**THE PROBLEM**
Render the stretch from the start of the records through the line containing "0L0 92L322 103L531" as a Markdown table with the columns Row and Line, one line per row. Skip blank lines and leave out the pictures.

________________________________________

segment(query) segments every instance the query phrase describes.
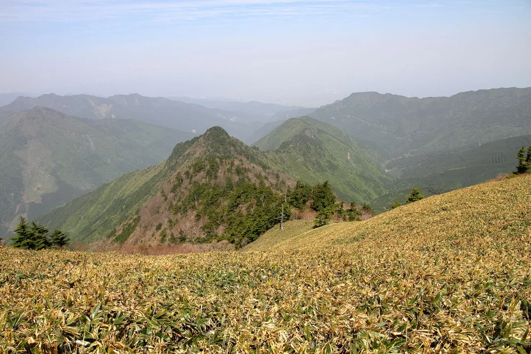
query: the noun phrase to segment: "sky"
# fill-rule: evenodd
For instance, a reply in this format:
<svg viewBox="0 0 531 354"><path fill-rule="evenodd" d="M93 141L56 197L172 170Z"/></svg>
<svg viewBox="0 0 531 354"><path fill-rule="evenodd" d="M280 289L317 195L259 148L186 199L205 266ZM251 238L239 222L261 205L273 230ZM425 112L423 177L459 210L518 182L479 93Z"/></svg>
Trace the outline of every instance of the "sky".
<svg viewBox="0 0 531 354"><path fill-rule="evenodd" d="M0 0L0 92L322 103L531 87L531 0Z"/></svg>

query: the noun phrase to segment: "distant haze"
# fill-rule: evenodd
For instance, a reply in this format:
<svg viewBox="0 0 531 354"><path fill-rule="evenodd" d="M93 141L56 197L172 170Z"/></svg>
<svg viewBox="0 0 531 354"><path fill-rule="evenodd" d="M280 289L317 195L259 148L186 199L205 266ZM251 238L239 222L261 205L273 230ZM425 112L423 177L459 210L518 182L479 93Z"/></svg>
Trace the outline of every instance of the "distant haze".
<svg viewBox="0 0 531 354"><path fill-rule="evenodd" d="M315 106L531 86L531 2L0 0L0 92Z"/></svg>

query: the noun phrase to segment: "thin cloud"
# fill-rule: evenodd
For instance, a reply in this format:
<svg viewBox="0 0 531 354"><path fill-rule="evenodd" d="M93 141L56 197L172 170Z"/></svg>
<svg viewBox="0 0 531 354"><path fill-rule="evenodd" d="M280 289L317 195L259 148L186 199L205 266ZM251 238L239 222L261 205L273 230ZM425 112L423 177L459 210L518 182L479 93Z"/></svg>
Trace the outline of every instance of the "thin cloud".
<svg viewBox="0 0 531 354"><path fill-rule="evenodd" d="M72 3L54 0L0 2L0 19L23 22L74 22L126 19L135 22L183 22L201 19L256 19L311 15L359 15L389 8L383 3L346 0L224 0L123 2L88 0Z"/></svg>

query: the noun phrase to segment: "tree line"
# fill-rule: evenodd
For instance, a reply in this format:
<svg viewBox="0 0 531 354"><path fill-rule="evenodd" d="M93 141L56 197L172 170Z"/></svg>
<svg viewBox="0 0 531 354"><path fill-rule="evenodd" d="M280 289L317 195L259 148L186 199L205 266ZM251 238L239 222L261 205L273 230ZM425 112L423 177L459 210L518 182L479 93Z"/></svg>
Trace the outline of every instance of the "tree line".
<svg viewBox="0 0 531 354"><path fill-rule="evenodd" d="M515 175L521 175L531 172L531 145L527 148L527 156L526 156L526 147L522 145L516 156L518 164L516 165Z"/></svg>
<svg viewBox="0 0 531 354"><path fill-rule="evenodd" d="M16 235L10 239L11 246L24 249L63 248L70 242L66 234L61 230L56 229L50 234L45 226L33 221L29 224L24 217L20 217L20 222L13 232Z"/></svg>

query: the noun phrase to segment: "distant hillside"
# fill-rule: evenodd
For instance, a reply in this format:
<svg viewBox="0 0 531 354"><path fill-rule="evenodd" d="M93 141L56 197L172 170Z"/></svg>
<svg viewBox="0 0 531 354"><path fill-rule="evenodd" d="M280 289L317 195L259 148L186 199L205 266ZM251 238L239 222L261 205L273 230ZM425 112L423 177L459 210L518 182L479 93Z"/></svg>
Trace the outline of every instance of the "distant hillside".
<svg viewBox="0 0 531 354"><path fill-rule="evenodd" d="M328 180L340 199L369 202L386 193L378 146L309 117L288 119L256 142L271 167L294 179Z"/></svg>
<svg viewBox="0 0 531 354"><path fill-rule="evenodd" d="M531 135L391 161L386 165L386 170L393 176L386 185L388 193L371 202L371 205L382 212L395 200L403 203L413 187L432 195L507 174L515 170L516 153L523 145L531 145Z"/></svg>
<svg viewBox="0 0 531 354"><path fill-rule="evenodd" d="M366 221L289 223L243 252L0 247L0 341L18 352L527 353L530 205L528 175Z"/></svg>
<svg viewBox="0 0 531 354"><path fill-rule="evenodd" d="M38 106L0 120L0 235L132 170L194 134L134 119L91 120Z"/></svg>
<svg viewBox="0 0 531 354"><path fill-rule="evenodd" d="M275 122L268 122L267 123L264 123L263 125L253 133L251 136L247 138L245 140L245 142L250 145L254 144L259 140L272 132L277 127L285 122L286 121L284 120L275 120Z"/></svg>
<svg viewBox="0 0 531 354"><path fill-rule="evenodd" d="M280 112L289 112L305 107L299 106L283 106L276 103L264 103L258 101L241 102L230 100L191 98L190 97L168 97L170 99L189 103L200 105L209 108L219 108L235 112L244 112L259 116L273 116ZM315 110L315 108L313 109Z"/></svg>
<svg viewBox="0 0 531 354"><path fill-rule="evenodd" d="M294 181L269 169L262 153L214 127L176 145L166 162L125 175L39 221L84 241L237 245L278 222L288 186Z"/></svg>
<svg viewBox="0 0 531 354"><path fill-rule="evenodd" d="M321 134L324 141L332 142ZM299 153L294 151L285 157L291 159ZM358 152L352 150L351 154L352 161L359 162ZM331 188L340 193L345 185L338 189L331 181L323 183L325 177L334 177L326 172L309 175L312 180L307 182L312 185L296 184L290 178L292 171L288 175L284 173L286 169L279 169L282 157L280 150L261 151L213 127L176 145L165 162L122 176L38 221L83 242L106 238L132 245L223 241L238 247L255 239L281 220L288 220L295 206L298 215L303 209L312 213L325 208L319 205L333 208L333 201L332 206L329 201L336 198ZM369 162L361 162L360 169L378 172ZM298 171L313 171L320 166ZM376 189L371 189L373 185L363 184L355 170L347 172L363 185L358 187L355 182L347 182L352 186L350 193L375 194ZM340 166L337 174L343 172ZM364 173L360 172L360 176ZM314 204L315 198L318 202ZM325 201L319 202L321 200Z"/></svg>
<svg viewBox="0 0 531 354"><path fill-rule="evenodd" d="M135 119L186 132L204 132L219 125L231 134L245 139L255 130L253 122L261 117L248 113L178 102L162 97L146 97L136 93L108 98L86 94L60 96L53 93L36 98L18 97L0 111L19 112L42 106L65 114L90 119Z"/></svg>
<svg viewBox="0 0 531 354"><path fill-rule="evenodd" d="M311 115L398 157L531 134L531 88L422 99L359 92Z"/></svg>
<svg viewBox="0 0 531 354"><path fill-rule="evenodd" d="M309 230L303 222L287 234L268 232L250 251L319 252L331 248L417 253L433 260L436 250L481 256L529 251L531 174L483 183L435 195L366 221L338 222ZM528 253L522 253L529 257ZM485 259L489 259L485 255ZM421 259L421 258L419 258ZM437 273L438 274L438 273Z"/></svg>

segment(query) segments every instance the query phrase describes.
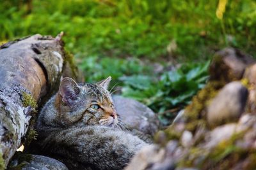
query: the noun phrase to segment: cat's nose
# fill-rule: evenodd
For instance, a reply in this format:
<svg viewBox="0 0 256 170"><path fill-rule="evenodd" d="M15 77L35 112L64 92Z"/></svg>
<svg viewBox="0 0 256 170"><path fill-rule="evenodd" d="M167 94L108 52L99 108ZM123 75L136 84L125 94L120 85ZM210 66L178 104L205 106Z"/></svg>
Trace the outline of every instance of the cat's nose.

________________________________________

**WRITTEN SOLUTION**
| Row | Line |
|---|---|
| 1 | segment(query) segments every instance the query phrase describes. |
| 2 | query: the noun phrase to segment: "sky" |
| 3 | # fill-rule: evenodd |
| 4 | For instance, a reply in this format: |
| 5 | <svg viewBox="0 0 531 354"><path fill-rule="evenodd" d="M93 141L56 197L172 170Z"/></svg> |
| 6 | <svg viewBox="0 0 531 354"><path fill-rule="evenodd" d="M280 289L317 195L259 148L186 199L205 266ZM251 238L239 222L261 205L273 230ZM425 112L423 177L459 210L518 182L479 93Z"/></svg> |
| 7 | Trace the outline of every instance of the "sky". |
| 8 | <svg viewBox="0 0 531 354"><path fill-rule="evenodd" d="M0 0L0 92L322 103L531 87L531 0Z"/></svg> |